Document section.
··········

Sanni Baumgärtner has run Community, a clothing store with a focus on sustainable fashion, since 2010. Like many other small businesses during the pandemic, Community has faced a drop in revenue and is looking to the holiday season for a reprieve.
“December has been a good month for us so far,” Baumgärtner said. “I think that we had had a good first week in sales.”
Making the move
Like other businesses in Athens, the pandemic pushed Baumgärtner to move more of her business online in mid-March to make up for lost sales when people stopped shopping in person due to concerns over the pandemic.
She created a website where customers could buy merchandise, but worried listing her one-of-a-kind items would be too time-consuming. But the pandemic left her no choice. So far, the labor of selling online has been worth it, Baumgärtner said. Online sales make up about 30% of Community’s total sales.
David Harrison, owner of Pedal Driven Cycles, has noticed similar patterns. His business, which sells and repairs BMX bikes and skateboards, has had an online presence since it opened in 2011. While in-person sales are down, Harrison has been able to pivot to online retail.
Harrison’s sales are actually up from last December. Orders for custom-built skateboards have increased, and more people are getting old bikes repaired.
“I think COVID itself has kind of reinvigorated this outdoor activity of going riding and skating,” Harrison said. “[They’re] doing stuff that’s fun where you’re not jumbled in a big building with a bunch of people.”
Other businesses are also seeing a surprising upswing in sales this holiday season. India Rows, owner of The Pearl Girls, has become a destination for shoppers from all over the Southeast. Her business makes and sells jewelry, and while customers have been unable to visit the storefront in Athens, Rows has had several massive online sales that increased holiday revenue.
Challenges during the holiday rush
Baumgärtner limited the number of customers inside her store to four at a time to maintain social distancing. She worries this will lead to long lines outside the store, which may discourage customers. To prevent this, Community has extended its hours and started offering private shopping appointments.
Harrison is facing a supply chain that has been disrupted by the pandemic. While Pedal Driven Cycles is receiving plenty of orders, the nationwide demand for bikes has overwhelmed supply. Getting merchandise and parts can be slow and costly. Some distributors have even limited the amount of merchandise or materials stores can buy, Harrisons said, in an attempt to spread inventory among different retailers.

··········

Source data.

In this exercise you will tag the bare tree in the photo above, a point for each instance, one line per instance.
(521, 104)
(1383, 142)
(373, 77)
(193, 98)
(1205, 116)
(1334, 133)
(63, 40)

··········

Your objective. Translate this sentence from the article on small businesses during the pandemic into Spanish: "Online sales make up about 30% of Community’s total sales."

Answer box. Las ventas en línea representan alrededor del 30 % de las ventas totales de Community.